> Exercise instructions: Extend the news piece on San Diego biotech companies, picking up right after its last sentence.

San Diego recently hosted the 2013 annual meeting of the American Academy of Neurology, attracting thousands of brain researchers from around the country. Several San Diego companies made key announcements during the conference, including San Diego’s International Stem Cell Corp.
The company is developing stem cell therapies to treat brain disorders like Parkinson’s disease, and reported positive results in grafting stem cells into monkey brains. It’s the first real step toward bringing stem cell therapy for Parkinson’s disease to clinical trials, said the study’s co-author Evan Snyder, director of stem cells and regenerative biology program at the Sanford Burnham Medical Research Institute.
The company artificially induced Parkinson’s disease in African green monkeys, which depleted certain areas of the brain. The ISCC then planted a large dose of its stem cells in the monkeys’ brains, and studied them to see if there were any behavioral modifications.
The researchers found no adverse side effects, and no development of tumors, which is a big concern of such stem cell grafts as they could potentially grow unchecked wherever planted. And, further, the cells did adapt and function.
The company was founded in 2006, with a corporate office in Carlsbad and a laboratory in Oceanside. It works with in vitro fertilization clinics to collect unfertilized eggs that women have donated to science, and reverts them back into stem cells.
“They behave in a similar manner to embryonic stem cells, but bypass any of the ethical dilemmas,” said Simon Craw, the company’s executive vice president. “We’re the only company who is using this technology. We’ve patented it as much as we can, and are now building a therapeutic line of products based on this stem cell platform.”
The publicly traded company is listed on the OTC Market, with shares around 30 cents. It employs about 50, and its market capitalization is about $26.2 million.
· · ·
Antibiotic-resistant bacterial infections have shot up over the past decade, with the incidence of some strains increasing tenfold, according to a report last month from the Centers for Disease Control.
Because of this, San Diego’s Trius Therapeutics Inc. was granted a fast track status in January for its drug that targets these “superbugs” — and the company has now announced positive results from a key study. The new antibiotic has shown in a second phase III clinical trial that it is both safe and effective.
Trius said that in the second half of 2013 it plans to file for U.S. and European regulatory approval for its new antibiotic tedizolid phosphate, which treats Methicillin-resistant Staphylococcus Aureus (MRSA).
The powerful antibiotic requires a tenth of the dosage needed in Zyvox, which is a blockbuster next-generation antibiotic from Pfizer Inc. that also treats MRSA infections. Zyvox has shown impressive sales figures since its U.S. Food and Drug Administration approval in 2000 — it earned, for example, $1.3 billion in revenue in 2011.

> Listed records:
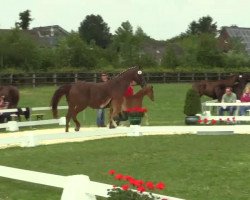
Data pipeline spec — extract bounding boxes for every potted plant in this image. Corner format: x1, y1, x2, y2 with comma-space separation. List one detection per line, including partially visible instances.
184, 89, 201, 125
125, 107, 147, 125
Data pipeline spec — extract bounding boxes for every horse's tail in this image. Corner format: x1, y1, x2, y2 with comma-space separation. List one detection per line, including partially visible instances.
8, 86, 19, 108
50, 84, 72, 118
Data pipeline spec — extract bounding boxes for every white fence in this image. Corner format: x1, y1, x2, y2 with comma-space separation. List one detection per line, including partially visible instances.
0, 166, 182, 200
0, 106, 68, 131
201, 100, 250, 122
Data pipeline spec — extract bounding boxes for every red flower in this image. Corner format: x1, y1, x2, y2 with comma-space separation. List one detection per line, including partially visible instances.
115, 174, 123, 180
125, 107, 147, 113
204, 118, 208, 124
123, 175, 134, 181
155, 182, 165, 190
137, 186, 146, 193
146, 181, 155, 190
122, 184, 129, 190
109, 169, 115, 175
129, 179, 143, 187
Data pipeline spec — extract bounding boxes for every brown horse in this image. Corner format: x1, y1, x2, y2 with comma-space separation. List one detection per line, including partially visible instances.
0, 85, 19, 108
51, 67, 145, 132
192, 75, 246, 101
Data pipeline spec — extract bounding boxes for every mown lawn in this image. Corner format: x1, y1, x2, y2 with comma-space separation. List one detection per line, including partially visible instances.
14, 84, 210, 128
0, 135, 250, 200
0, 84, 250, 200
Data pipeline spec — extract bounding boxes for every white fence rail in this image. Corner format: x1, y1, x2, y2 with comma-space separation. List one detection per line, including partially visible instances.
0, 166, 182, 200
0, 106, 68, 131
201, 100, 250, 121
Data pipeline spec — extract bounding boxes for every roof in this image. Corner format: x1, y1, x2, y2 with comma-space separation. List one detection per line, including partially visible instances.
223, 26, 250, 53
29, 25, 69, 46
0, 25, 69, 47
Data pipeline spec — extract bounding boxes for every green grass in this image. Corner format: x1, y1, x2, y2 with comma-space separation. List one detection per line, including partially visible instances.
14, 84, 211, 130
0, 135, 250, 200
0, 84, 250, 200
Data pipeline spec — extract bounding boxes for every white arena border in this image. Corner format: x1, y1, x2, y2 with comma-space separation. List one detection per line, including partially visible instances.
0, 125, 250, 148
0, 125, 193, 200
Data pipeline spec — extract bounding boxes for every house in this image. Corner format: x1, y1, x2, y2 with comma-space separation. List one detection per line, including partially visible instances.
29, 25, 69, 47
0, 25, 69, 47
218, 26, 250, 54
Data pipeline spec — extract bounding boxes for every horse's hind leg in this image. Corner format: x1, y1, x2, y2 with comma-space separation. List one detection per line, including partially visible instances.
65, 109, 71, 132
72, 113, 81, 131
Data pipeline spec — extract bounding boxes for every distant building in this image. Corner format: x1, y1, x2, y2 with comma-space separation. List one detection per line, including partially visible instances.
0, 25, 69, 47
218, 26, 250, 54
29, 25, 69, 47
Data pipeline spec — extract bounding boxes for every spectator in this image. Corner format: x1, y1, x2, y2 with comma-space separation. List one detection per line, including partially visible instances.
219, 87, 237, 116
114, 81, 136, 125
239, 86, 250, 115
96, 73, 109, 127
0, 96, 10, 123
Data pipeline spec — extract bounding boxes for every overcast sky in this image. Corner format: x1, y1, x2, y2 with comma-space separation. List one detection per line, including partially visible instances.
0, 0, 250, 40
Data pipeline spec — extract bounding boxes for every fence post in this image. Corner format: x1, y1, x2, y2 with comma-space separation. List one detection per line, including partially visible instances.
93, 73, 97, 83
53, 74, 57, 86
61, 175, 96, 200
6, 121, 19, 131
10, 74, 13, 85
75, 73, 78, 83
205, 73, 207, 80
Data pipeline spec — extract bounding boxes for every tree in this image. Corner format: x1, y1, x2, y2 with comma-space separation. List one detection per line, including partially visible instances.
56, 33, 98, 68
187, 16, 217, 35
162, 44, 179, 69
17, 10, 33, 30
197, 34, 223, 67
79, 15, 111, 48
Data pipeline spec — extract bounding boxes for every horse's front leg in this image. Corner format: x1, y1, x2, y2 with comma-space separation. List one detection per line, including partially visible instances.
72, 106, 86, 131
109, 98, 123, 128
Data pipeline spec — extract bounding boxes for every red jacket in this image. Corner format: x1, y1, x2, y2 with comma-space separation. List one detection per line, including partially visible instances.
124, 86, 134, 97
240, 93, 250, 102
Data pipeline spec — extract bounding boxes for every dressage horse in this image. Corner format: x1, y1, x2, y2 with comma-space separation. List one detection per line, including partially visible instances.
0, 85, 19, 108
51, 67, 145, 132
192, 75, 248, 101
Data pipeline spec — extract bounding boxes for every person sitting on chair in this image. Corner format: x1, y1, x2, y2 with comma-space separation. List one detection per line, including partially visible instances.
96, 73, 109, 127
0, 96, 10, 123
219, 87, 237, 116
239, 86, 250, 115
114, 81, 136, 126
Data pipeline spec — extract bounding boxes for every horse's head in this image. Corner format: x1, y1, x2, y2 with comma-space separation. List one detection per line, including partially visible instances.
131, 67, 146, 87
145, 85, 155, 101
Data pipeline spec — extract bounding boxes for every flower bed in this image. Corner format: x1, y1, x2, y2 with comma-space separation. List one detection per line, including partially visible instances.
107, 170, 166, 200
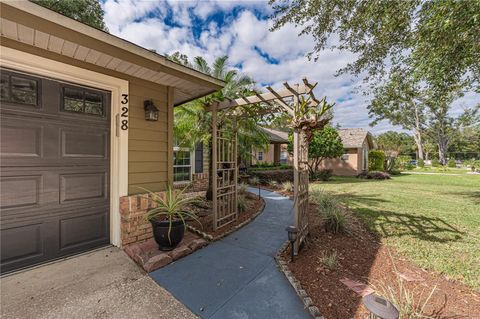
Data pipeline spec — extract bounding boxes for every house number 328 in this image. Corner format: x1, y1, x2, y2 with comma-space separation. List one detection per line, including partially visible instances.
120, 94, 128, 131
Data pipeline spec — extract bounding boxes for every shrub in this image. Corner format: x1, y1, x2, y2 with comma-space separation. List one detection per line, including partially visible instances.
417, 158, 425, 168
249, 176, 260, 185
320, 249, 338, 270
322, 205, 347, 234
447, 157, 457, 167
357, 171, 390, 180
250, 169, 293, 183
310, 169, 333, 181
237, 196, 247, 212
405, 163, 415, 171
395, 155, 414, 171
282, 181, 293, 192
368, 150, 385, 171
238, 183, 248, 194
311, 190, 339, 210
268, 179, 278, 188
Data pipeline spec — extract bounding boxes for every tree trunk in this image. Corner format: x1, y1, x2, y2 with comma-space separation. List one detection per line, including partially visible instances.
414, 103, 424, 160
438, 134, 448, 165
413, 130, 425, 160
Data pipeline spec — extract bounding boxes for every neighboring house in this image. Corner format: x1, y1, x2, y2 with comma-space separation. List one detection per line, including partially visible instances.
252, 127, 293, 165
0, 1, 224, 273
320, 128, 374, 176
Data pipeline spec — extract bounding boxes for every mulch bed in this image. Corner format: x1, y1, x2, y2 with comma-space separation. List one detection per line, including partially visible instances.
283, 204, 480, 319
187, 192, 265, 240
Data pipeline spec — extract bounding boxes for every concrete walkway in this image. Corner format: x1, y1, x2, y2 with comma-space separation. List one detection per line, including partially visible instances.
0, 247, 197, 319
150, 189, 310, 319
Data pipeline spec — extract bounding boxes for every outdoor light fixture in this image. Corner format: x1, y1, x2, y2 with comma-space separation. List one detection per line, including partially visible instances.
285, 226, 298, 262
362, 294, 399, 319
143, 100, 158, 121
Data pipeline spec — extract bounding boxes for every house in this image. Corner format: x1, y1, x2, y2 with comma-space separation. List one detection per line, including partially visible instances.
252, 128, 374, 176
251, 127, 293, 165
0, 1, 224, 273
320, 128, 375, 176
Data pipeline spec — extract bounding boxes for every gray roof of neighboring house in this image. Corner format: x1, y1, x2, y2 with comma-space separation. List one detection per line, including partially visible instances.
261, 127, 288, 144
338, 128, 374, 148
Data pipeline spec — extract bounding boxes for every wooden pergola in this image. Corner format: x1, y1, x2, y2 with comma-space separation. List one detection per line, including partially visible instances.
207, 78, 321, 253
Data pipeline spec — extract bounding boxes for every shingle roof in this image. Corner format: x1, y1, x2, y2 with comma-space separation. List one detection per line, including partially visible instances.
261, 127, 288, 144
338, 128, 373, 148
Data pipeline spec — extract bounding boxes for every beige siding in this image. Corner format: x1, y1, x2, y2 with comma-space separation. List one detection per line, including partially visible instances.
1, 37, 173, 194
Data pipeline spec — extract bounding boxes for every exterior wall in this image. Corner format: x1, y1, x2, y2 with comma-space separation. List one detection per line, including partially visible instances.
120, 195, 153, 246
252, 144, 293, 165
0, 37, 173, 194
319, 148, 359, 176
320, 139, 369, 176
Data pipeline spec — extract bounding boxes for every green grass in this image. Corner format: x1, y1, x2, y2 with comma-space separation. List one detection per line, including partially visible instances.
407, 166, 472, 174
311, 174, 480, 290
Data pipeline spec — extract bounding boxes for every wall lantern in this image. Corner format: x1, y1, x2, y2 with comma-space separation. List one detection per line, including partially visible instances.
143, 100, 158, 121
363, 294, 400, 319
285, 226, 298, 262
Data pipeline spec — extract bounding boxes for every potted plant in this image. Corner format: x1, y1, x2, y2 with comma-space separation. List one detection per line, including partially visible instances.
144, 185, 201, 251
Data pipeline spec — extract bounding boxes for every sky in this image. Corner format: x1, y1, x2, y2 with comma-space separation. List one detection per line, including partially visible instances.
102, 0, 479, 134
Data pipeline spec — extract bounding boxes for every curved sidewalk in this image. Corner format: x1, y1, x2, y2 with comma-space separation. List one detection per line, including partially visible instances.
150, 188, 310, 319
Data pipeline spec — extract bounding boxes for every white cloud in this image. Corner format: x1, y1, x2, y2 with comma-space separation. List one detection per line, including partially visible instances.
103, 0, 480, 133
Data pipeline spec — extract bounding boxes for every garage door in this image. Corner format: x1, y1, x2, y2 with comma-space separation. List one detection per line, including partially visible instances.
0, 69, 110, 273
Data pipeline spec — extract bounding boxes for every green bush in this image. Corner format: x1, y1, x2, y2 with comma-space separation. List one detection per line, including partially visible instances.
310, 169, 333, 181
322, 205, 347, 234
447, 157, 457, 167
395, 155, 413, 171
368, 150, 385, 171
417, 158, 425, 168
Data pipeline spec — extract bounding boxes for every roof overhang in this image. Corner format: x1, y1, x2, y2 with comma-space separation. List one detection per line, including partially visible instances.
0, 1, 225, 105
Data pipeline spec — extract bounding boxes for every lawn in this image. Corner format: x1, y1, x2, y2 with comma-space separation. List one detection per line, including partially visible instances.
311, 174, 480, 290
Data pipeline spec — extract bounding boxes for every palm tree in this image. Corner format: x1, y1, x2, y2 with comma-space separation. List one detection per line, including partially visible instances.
169, 52, 268, 200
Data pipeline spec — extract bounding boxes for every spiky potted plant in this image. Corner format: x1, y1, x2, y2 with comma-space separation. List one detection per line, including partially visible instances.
144, 185, 201, 251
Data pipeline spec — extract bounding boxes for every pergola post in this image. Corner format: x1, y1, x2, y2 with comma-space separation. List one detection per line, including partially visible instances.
273, 143, 280, 165
211, 105, 218, 230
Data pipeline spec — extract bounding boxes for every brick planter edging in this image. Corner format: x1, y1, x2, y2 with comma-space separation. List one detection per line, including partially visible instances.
275, 241, 325, 319
187, 198, 265, 242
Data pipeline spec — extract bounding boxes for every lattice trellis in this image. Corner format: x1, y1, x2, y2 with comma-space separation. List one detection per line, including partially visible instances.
207, 79, 328, 253
212, 111, 238, 230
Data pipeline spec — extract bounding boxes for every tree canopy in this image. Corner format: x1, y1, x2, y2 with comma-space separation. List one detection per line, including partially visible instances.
33, 0, 108, 31
288, 126, 345, 173
270, 0, 480, 163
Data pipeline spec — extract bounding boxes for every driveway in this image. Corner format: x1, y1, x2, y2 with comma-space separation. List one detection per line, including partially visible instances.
0, 247, 197, 319
150, 189, 310, 319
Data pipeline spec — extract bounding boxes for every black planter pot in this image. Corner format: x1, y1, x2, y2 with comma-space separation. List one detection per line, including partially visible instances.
150, 219, 185, 251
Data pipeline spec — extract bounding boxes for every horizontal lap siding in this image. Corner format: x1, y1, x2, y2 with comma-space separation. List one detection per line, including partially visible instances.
1, 37, 173, 194
128, 81, 168, 194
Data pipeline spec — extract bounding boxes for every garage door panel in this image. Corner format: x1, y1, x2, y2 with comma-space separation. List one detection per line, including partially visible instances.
60, 172, 108, 203
0, 119, 43, 158
60, 211, 109, 251
1, 223, 44, 266
0, 175, 44, 210
60, 129, 109, 159
0, 69, 110, 273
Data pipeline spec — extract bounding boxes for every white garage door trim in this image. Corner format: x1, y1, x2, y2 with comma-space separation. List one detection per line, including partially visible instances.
0, 46, 128, 247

> Answer to this exercise:
“For years, large pharmaceutical companies have been trying to come up with a better Zyvox,” Trius CEO Jeff Stein said. “Our results confirm this is a fast acting drug. In the era of rising hospital costs, this will help doctors discharge patients from the hospital faster.”
The clinical trials for tedizolid phosphate showed fewer adverse reactions than patients taking Zyvox, and it was just as effective.
The company could, however, face some competition from a generic version of Zyvox, which will likely come out in 2015 when the Pfizer patent for the antibiotic expires.
Since its launch in 2007, Trius has accumulated about $60 million in government contract revenue to fund its early stage programs. It raised about $34 million in January in a secondary public offering. The publicly traded company has a $332.6 million market capitalization, trading roughly around $7 a share.
Stein said the company expects to grow dramatically over the next year. He said that tedizolid phosphate, the company’s flagship drug, is on a path to be approved potentially by the end of 2014 in the U.S. and early 2015 in Europe. Trius has partnered with Bayer AG to commercialize the drug in Asia Pacific and other emerging markets.
“The consistently strong results of the two Phase III studies support the promise of tedizolid as a safe and effective new antibiotic, especially in an era of increasing multi-drug resistant Staphylococcus aureus,” Andrew Shorr, associate professor of medicine at Washington Hospital Center, said in Trius’s release. “The potential to treat severe MRSA infections with a novel once-daily agent and a shorter course of therapy offers substantial benefits to patients and, potentially, payers and the health care system.”